▸ **EXCERPT**:
"""

Every time I read another story about a messy health care data breach, I first check to see if the breached protected health information included dates of birth and Social Security numbers. That’s my gut-check gauge of just how bad it is, and how painful things will be going forward for the organization that got hit.

The industry wraps layers of technologies and policies around protected health information because (A) it’s a fundamental responsibility of the medical community to keep patient/physician interactions confidential, and (B) it has to, because if it doesn’t follow the rules, you can get in big trouble, and big trouble means lawsuits, heavy fines, public humiliation, and etc. and etc.

But … if I found out my medical chart was breached, I’d feel somewhat violated that someone knew I was being treated for, say, irritable bowel syndrome or had to get some ear wax removed. It would be a feeling akin to my neighbor peeking through the window to see me opening a pickle jar in the nude.

I likely would have a different perspective if I had a serious condition I was trying to keep confidential, but I have yet to hear of anyone using stolen diagnosis codes to blackmail victims with public disclosure. It is a violation, yes, but for the most part it’s the violation you would feel from a voyeur.

But If I found out my Social Security number and other personally identifiable information got loose, I’d be extremely pissed off and worried about identity theft and fraudulent uses of that information that would punish my bank accounts and credit rating. I’d feel the exact same level of fear and anger I would if my credit card issuer got breached (which it has) or some store where I have a loyalty card (again, it's happened to me).

The real threat to confidential medical information, as health care privacy critics like Deborah Peel, M.D., founder of the Patient Privacy Rights Foundation have carped on for years, is the loose regulations and enforcement around disclosing sensitive data.

The truth is, pretty much any entity you don’t want to get that information--your employer or an insurance company or a marketing firm--already can, one way or another, as well as numerous internal personnel at hospitals and other provide sites.

The HIPAA privacy law does require express patient authorization for disclosures beyond treatment, payment, and health care operations. (And will get more stringent pending the finalization of the proposed accounting for disclosures rule.) But the legalese that rolls on in authorization forms can be used to get people to sign their lives away, as we’ve probably all learned at some point and time (ever tried to read through your health club contract?). The recent outrage over banks using shopping and personal data to target credit card holders for retailer and insurance marketing is a case in point. The authorization for the use of personal data is buried in the fine print, and in most cases cardholders are automatically enrolled in merchant incentive programs.

"""

▸ **DATA PROVIDED**:
"""

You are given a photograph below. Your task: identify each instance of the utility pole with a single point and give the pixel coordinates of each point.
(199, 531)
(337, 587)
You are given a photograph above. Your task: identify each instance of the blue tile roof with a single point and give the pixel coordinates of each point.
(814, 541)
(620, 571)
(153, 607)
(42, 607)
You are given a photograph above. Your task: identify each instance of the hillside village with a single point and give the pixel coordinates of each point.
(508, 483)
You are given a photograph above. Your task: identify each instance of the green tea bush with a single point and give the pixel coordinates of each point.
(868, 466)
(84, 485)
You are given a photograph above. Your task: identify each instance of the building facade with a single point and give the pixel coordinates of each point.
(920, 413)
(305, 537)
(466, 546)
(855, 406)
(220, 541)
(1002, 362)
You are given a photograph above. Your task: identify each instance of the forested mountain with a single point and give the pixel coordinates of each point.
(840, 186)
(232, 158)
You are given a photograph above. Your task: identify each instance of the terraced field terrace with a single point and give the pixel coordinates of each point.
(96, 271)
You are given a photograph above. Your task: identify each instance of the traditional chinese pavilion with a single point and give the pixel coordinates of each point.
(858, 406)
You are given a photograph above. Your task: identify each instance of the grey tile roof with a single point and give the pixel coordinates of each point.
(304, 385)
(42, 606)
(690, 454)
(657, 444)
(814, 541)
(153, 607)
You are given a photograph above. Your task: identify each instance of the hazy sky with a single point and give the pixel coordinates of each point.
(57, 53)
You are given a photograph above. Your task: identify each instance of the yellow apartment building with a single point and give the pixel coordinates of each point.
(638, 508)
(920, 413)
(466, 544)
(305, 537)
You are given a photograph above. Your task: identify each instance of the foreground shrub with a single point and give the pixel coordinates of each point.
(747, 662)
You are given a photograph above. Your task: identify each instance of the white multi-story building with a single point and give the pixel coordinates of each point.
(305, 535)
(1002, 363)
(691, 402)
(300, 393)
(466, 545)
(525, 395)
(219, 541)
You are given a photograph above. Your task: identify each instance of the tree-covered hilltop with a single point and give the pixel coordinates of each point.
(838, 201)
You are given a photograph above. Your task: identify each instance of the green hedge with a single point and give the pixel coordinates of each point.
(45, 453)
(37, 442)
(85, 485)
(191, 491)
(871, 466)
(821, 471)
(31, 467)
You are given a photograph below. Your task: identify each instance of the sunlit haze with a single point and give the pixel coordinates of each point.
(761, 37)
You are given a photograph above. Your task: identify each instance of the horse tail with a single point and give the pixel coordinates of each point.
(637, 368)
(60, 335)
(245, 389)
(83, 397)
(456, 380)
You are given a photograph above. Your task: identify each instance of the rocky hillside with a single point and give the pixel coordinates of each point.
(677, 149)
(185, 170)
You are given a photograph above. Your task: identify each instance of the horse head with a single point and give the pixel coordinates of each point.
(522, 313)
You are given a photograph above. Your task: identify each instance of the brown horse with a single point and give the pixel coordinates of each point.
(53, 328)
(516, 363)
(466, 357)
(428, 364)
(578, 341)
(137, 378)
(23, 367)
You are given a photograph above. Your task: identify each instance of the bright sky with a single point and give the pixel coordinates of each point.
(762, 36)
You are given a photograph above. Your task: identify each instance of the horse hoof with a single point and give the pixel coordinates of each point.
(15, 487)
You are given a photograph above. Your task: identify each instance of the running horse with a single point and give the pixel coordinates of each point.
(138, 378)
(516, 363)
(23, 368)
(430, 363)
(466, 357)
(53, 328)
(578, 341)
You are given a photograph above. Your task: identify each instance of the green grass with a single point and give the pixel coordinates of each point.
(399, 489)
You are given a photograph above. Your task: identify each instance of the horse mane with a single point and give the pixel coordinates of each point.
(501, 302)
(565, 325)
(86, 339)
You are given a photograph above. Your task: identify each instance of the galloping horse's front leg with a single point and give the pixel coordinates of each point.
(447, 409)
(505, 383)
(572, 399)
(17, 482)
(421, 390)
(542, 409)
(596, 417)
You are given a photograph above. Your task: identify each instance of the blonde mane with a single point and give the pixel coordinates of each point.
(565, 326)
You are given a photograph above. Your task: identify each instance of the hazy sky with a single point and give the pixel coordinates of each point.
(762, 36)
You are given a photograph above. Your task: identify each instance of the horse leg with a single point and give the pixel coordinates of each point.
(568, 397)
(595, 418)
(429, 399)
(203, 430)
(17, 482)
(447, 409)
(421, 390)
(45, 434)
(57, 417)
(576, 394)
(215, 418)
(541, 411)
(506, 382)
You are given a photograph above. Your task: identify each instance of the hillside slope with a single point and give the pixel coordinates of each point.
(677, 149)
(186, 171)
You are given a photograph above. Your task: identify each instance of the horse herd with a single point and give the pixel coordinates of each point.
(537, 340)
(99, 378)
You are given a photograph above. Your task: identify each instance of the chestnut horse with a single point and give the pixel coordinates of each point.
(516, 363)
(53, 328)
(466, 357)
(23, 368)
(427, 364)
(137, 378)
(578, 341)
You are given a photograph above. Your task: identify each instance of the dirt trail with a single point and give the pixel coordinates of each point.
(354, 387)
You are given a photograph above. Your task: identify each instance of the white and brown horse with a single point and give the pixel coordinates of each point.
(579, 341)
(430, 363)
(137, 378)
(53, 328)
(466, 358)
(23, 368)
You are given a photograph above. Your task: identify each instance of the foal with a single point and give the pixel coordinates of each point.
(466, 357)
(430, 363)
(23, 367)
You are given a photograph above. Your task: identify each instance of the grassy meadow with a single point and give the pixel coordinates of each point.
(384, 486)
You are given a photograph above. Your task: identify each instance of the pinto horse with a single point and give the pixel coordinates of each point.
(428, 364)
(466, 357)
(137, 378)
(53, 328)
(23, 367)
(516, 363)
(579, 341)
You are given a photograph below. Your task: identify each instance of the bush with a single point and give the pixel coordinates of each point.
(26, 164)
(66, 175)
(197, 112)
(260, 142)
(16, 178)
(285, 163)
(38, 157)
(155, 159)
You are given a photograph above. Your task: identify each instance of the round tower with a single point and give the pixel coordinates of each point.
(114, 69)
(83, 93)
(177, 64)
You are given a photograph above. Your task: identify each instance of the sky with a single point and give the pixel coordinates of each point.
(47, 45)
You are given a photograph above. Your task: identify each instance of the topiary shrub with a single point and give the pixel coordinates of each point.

"""

▸ **EXERCISE REQUIREMENTS**: Output the stretch of the health data breach commentary from "But … if I found" through "from a voyeur.", copied exactly as it appears in the text.

▸ **FINISHED EXERCISE**:
But … if I found out my medical chart was breached, I’d feel somewhat violated that someone knew I was being treated for, say, irritable bowel syndrome or had to get some ear wax removed. It would be a feeling akin to my neighbor peeking through the window to see me opening a pickle jar in the nude.

I likely would have a different perspective if I had a serious condition I was trying to keep confidential, but I have yet to hear of anyone using stolen diagnosis codes to blackmail victims with public disclosure. It is a violation, yes, but for the most part it’s the violation you would feel from a voyeur.